The history of Okyu-to is believed to date back to ancient times.

In ancient Japan, Fukuoka was the homeland of maritime peoples, notably the Azumi people (安曇族), who were responsible for overseeing sea transportation.

It is said that Okyu-to originated as food eaten by these Ama People (海人族).

As evidence, in Azumino City (安曇野市) in Nagano Prefecture—where members of the Azumi people later migrated during the late ancient period—a similar food made from the same kind of seaweed is still eaten today, known as "Ego," despite the area being inland.

For the Kyushu people, who were historically a seafaring nation, Okyu-to holds special sacred significance.

== Preparation and Eating Methods ==
The main ingredients, Egonori (also known as "ego grass," "Okyu-to grass," and called Makusa in Hakata) and Okiten (also called Kebo in Hakata, a type of Igisu or Gelidiaceae seaweed) are first washed with water. Depending on their condition, they are sun-dried between one and five times. The yield rate is about 70%, but skipping this drying process results in an inferior flavor and a darker color. Since the drying process diminishes the fragrance of Tengusa (Gelidium), for home use, people sometimes reduce the number of washings.

> **QUESTIONS ON THE MATERIAL**:
- 1) According to the text on Okyu-to, what is Egonori called in Hakata?
- 2) Continue the text on Okyu-to from its final sentence.

[Recorded data]
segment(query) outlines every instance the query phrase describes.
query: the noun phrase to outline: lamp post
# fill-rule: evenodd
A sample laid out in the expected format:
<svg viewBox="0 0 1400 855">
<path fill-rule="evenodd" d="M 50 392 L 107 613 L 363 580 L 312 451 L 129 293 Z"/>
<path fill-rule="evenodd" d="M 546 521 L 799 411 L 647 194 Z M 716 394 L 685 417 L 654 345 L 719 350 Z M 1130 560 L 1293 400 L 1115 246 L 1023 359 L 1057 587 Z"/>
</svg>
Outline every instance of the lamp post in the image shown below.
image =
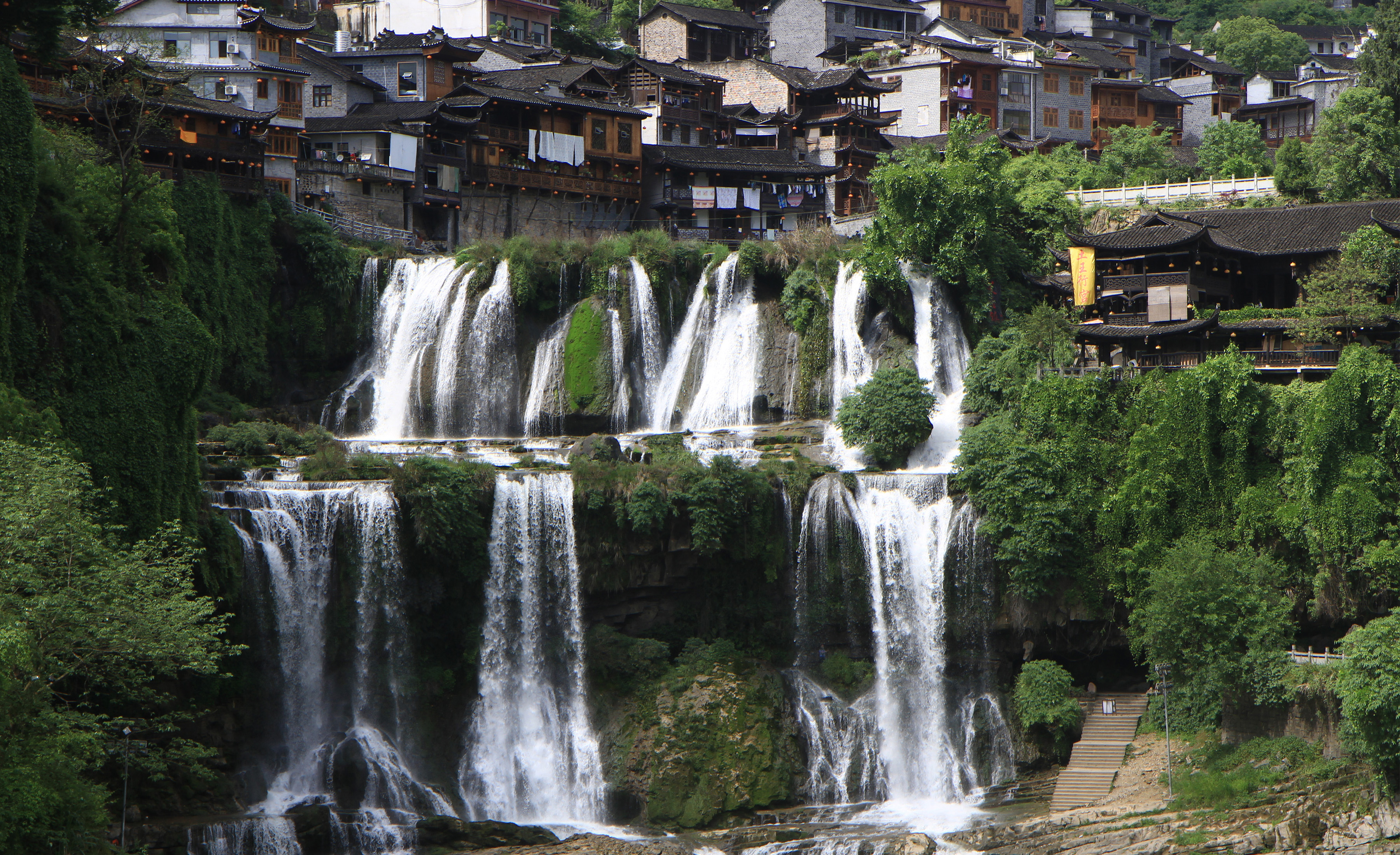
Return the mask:
<svg viewBox="0 0 1400 855">
<path fill-rule="evenodd" d="M 122 728 L 122 851 L 126 851 L 126 778 L 132 768 L 132 729 Z"/>
<path fill-rule="evenodd" d="M 1172 798 L 1172 718 L 1169 715 L 1169 707 L 1166 702 L 1166 695 L 1172 690 L 1172 666 L 1170 663 L 1161 663 L 1156 666 L 1156 687 L 1162 690 L 1162 723 L 1166 726 L 1166 798 Z"/>
</svg>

> **TASK RESPONSES**:
- 1) Makusa

- 2)
Next, the sun-dried Ego grass and Okiten are mixed at a ratio of approximately 7:3 or 6:4 and pounded thoroughly. Vinegar is added to the mixture, which is then simmered and strained. It is molded into an oval (koban) shape and allowed to solidify at room temperature. In Hakata, it is common to find Okyu-to sold rolled into a cylindrical shape.

To eat, it is cut into strips about 5 millimeters to 1 centimeter wide, placed over dried bonito flakes (katsuobushi), and garnished with grated ginger or chopped green onions. It is typically enjoyed with condiments such as plain soy sauce, mustard soy sauce, ponzu soy sauce, or sesame soy sauce.

Okyu-to is primarily consumed as a part of breakfast.